» **WHAT TO DO**
Only one stretch of the data below is wanted: the lines starting at the one with "of the raised" and ending at the one with "of the black", both included, given again exactly.

» **EXERCISE MATERIALS**
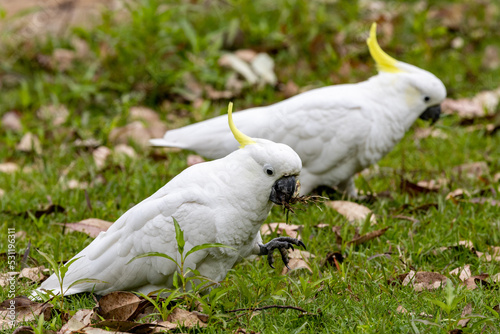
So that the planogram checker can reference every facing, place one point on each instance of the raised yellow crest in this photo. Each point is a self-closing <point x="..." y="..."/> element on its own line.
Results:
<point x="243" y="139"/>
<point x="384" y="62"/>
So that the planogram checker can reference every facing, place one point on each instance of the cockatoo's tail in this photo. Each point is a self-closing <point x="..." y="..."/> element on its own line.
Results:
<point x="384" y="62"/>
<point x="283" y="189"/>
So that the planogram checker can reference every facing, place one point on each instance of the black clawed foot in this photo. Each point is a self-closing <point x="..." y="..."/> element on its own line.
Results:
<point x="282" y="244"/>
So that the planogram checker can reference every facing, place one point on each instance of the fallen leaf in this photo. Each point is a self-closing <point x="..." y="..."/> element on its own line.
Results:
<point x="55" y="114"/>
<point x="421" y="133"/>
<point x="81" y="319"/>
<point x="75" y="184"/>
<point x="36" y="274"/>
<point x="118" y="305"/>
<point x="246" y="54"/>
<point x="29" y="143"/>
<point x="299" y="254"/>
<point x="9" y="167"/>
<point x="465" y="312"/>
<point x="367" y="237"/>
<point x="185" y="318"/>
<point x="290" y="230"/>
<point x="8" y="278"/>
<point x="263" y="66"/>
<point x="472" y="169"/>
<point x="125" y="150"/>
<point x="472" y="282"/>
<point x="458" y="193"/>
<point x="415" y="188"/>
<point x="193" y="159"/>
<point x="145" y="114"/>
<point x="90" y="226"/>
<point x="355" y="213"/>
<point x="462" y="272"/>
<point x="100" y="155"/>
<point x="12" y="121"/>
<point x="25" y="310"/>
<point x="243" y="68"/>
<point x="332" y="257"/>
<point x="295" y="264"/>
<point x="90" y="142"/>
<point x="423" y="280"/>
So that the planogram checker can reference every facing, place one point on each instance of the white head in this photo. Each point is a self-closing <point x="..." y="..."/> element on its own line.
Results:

==

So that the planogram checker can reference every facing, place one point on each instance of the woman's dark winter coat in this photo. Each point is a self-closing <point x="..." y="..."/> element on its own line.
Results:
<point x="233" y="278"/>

» **RESULT OF THIS TASK**
So that the planogram checker can reference every facing, place one point on each instance of the raised yellow crest in this photo. Each point is a self-closing <point x="..." y="..."/> element on its own line.
Results:
<point x="243" y="139"/>
<point x="384" y="62"/>
So that the planogram checker can reference every facing, place one point on each instance of the cockatoo's tail in this photo. Each point is a self-closing <point x="..." y="..."/> element on its own line.
Results:
<point x="384" y="62"/>
<point x="283" y="189"/>
So that the planogram checker can reference every facing, place one point on each instance of the black clawed foot in this photo. Each point is a self-closing <point x="..." y="..."/> element on its own line.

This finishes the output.